Entries taken from a collection
-*-
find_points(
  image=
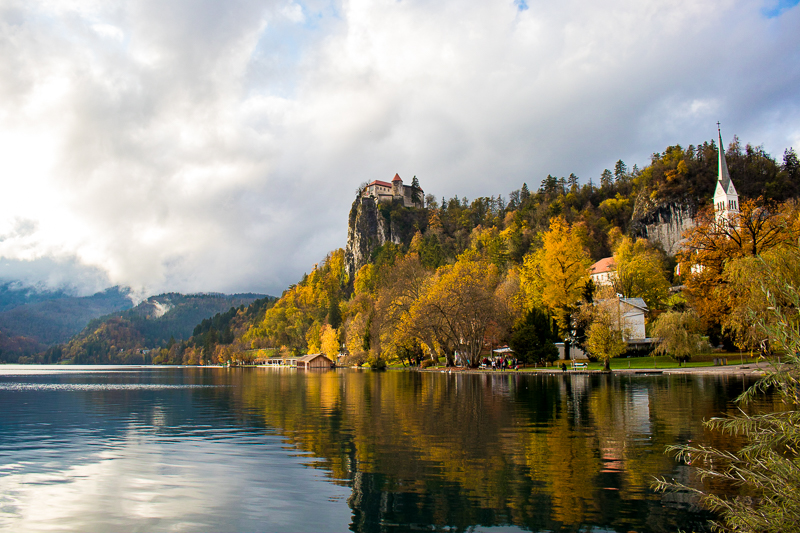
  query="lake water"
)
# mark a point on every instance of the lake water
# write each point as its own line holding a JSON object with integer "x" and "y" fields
{"x": 212, "y": 449}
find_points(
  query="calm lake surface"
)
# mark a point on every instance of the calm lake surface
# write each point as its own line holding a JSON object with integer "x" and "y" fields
{"x": 212, "y": 449}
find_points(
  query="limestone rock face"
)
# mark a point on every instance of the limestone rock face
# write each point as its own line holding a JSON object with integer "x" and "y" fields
{"x": 367, "y": 231}
{"x": 372, "y": 224}
{"x": 663, "y": 223}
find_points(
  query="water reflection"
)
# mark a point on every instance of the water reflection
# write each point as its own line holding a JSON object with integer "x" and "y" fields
{"x": 270, "y": 449}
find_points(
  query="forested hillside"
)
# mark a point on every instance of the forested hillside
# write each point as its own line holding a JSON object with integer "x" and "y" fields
{"x": 478, "y": 273}
{"x": 138, "y": 334}
{"x": 32, "y": 320}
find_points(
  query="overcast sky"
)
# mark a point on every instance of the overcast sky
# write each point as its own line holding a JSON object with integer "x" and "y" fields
{"x": 216, "y": 145}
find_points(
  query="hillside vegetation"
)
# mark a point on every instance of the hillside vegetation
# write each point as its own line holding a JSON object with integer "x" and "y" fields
{"x": 33, "y": 320}
{"x": 476, "y": 273}
{"x": 137, "y": 335}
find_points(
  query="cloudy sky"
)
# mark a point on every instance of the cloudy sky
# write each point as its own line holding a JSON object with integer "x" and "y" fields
{"x": 215, "y": 145}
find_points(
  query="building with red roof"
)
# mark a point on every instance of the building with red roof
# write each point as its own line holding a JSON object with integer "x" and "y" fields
{"x": 383, "y": 191}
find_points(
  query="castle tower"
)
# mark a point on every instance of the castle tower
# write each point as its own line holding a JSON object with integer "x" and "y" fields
{"x": 726, "y": 199}
{"x": 397, "y": 186}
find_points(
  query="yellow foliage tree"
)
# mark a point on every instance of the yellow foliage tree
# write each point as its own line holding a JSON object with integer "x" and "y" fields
{"x": 712, "y": 244}
{"x": 640, "y": 272}
{"x": 330, "y": 342}
{"x": 555, "y": 275}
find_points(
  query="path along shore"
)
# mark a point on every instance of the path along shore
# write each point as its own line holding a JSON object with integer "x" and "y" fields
{"x": 749, "y": 369}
-*-
YOUR GOAL — Exclude the images and reproduce the remaining data exactly.

RESPONSE FOR THIS EXERCISE —
find_points(
  image=
  query="lake water"
)
# mark a point on every instance of the lake water
# write each point as its own line holding a JSON object with integer "x" and "y" fields
{"x": 212, "y": 449}
find_points(
  query="calm lake surface"
)
# mark a point on every instance of the calm lake surface
# write each point as its own line holding a JSON object with integer "x" and "y" fields
{"x": 212, "y": 449}
find_points(
  query="limestone rock face"
)
# mark a point on every instance of the limestone rock face
# write each point as its own line holding a JSON object with integer "x" and "y" fields
{"x": 367, "y": 231}
{"x": 372, "y": 224}
{"x": 663, "y": 223}
find_points(
  query="water reflection"
)
# mark a point on every instance of the water reflection
# write each point as its own line holding a JSON object with integer "x" and "y" fields
{"x": 270, "y": 449}
find_points(
  query="forested hillside"
)
# mark a point on every instance of the forested hillside
# write each point as its own line holding a JSON object with integer "x" and "y" fields
{"x": 478, "y": 273}
{"x": 138, "y": 334}
{"x": 32, "y": 320}
find_points(
  query="overcast sky"
)
# mark a point on every instance of the overcast sky
# write each point as its own line holding a JSON object with integer "x" and "y" fields
{"x": 216, "y": 145}
find_points(
  query="hillside vegetation"
)
# mark a point on every instance of the hillside vegetation
# write each point as its own line holding a JSON object with integer "x" and "y" fields
{"x": 33, "y": 320}
{"x": 476, "y": 273}
{"x": 137, "y": 335}
find_points(
  query="cloudy sky"
)
# mark a point on every instance of the cloudy sky
# write each point as its own line holding a JSON object with integer "x" and "y" fields
{"x": 215, "y": 145}
find_points(
  query="building with red roof"
)
# mark a point on every instance of the building with red roof
# write each point as its own line holding a JSON object with integer "x" and "y" fields
{"x": 383, "y": 191}
find_points(
  query="castle tower"
)
# mark a point on every instance of the castle tower
# write each point as its own line holding a JSON object with integer "x" and "y" fields
{"x": 726, "y": 199}
{"x": 397, "y": 186}
find_points(
  query="yellow foliage tree"
)
# mark a point on every instance of the yellow foliage tree
# write each point as its own line holding a JSON object with integer "x" and "y" fields
{"x": 712, "y": 244}
{"x": 640, "y": 272}
{"x": 330, "y": 342}
{"x": 555, "y": 275}
find_points(
  query="path along shore"
)
# mark a point on every instance of the path along shore
# write each point as its own line holding a JSON object with integer "x" and "y" fields
{"x": 749, "y": 369}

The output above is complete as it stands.